Please rewrite the NEXI-001 article from "The goal is" to "trigger immune reactions.", changing every "immune response" to "immune reaction".

Page extract:
========================================

NexImmune and City of Hope have teamed up on a research initiative aimed at advancing treatment candidate NEXI-001 for acute myeloid leukemia (AML) and identifying new targets for future therapies.
The goal is for researchers to better understand how leukemia cells escape the immune system’s notice and thus fail to trigger an immune response.
The collaboration is supporting the development of NexImmune’s Artificial Immune Modulation (AIM) nanoparticle technology for treating AML, according to a press release. This technology uses tumor-specific antigens to train a patient’s own immune T-cells to recognize the antigens on cancer cells and launch an immune response. Tumor-specific antigens are proteins found on the outside of pathogens — organisms that cause disease — that trigger immune reactions.
City of Hope is currently one site of a Phase 1/2 clinical trial (NCT04284228) assessing the safety, tolerability, and antitumor activity of NEXI-001, NexImmune’s T-cell therapy candidate, among AML patients with relapsed disease after a donor stem cell transplant. The trial is still enrolling and seeks to recruit approximately 22 participants across six U.S. sites.
NEXI-001 is an adoptive cellular therapy product that contains nanoparticle-trained CD8+ T cells, which are a type of immune cells specific for certain antigens. These cells are grown to greater numbers in the lab from donor-derived stem cells. CD8+ refers to the presence of the CD8 receptor on these cells, which is used, among other things, in tumor surveillance.

========================================

Record extracts:
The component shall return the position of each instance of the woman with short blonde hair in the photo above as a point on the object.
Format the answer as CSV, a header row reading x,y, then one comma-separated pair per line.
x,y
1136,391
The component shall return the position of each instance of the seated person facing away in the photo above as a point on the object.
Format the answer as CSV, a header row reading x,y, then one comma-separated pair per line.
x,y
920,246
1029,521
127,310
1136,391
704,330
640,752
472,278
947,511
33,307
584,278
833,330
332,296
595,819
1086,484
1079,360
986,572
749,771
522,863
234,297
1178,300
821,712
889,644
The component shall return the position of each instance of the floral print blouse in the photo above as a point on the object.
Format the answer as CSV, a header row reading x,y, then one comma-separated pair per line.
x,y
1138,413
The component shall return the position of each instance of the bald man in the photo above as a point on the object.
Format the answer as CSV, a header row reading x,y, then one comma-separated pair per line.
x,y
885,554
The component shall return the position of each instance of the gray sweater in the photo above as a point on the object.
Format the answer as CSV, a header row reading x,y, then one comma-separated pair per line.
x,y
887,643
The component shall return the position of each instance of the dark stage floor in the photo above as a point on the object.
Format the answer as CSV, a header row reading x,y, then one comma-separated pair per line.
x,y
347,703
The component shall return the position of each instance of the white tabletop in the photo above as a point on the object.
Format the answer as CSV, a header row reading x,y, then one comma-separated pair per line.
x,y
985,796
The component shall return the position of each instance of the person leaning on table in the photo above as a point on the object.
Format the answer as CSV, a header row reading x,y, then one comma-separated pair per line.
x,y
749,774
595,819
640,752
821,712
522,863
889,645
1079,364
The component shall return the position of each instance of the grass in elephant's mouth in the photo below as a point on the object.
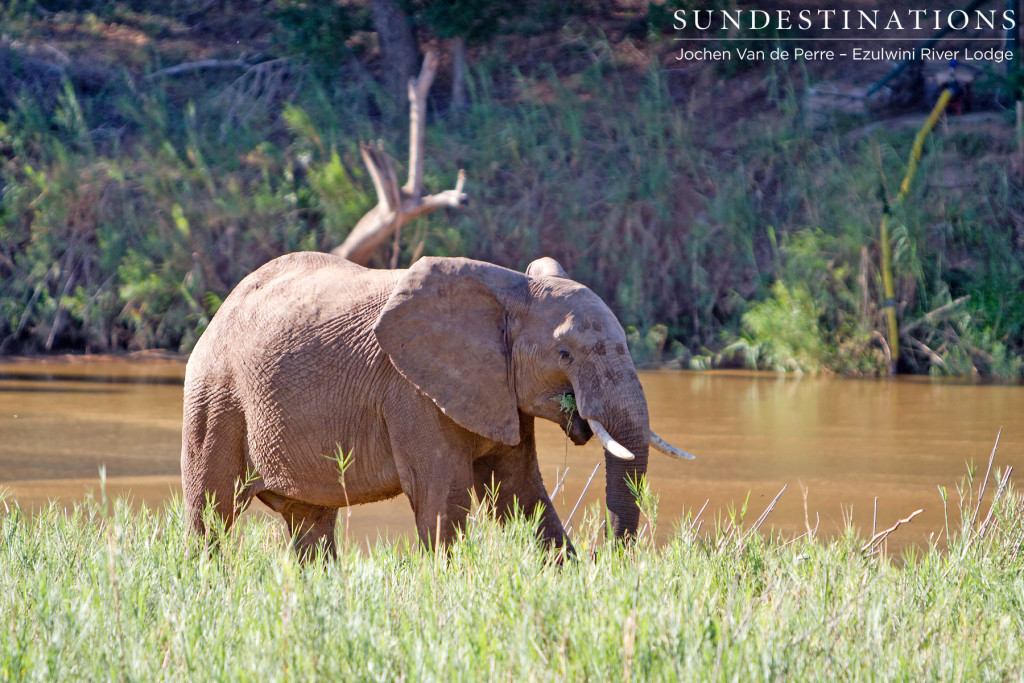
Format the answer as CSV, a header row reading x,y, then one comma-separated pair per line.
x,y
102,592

========================================

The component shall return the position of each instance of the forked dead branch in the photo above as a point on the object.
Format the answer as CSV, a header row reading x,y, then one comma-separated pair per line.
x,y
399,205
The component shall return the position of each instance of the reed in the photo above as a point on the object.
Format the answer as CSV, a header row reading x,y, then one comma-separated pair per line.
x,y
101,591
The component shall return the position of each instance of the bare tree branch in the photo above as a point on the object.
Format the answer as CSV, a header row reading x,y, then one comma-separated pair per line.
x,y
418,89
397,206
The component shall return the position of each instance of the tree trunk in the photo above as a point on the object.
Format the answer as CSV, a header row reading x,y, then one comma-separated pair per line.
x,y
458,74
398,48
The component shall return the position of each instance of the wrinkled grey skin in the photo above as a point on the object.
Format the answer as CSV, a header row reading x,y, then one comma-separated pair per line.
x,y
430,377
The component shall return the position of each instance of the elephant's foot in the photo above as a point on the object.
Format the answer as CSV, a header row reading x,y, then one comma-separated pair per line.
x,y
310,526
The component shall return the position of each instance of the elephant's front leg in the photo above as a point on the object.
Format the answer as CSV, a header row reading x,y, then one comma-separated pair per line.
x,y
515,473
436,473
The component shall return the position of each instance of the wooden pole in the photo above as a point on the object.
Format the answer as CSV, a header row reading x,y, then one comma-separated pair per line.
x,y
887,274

========================================

Answer space:
The goal is for researchers to better understand how leukemia cells escape the immune system’s notice and thus fail to trigger an immune reaction.
The collaboration is supporting the development of NexImmune’s Artificial Immune Modulation (AIM) nanoparticle technology for treating AML, according to a press release. This technology uses tumor-specific antigens to train a patient’s own immune T-cells to recognize the antigens on cancer cells and launch an immune reaction. Tumor-specific antigens are proteins found on the outside of pathogens — organisms that cause disease — that trigger immune reactions.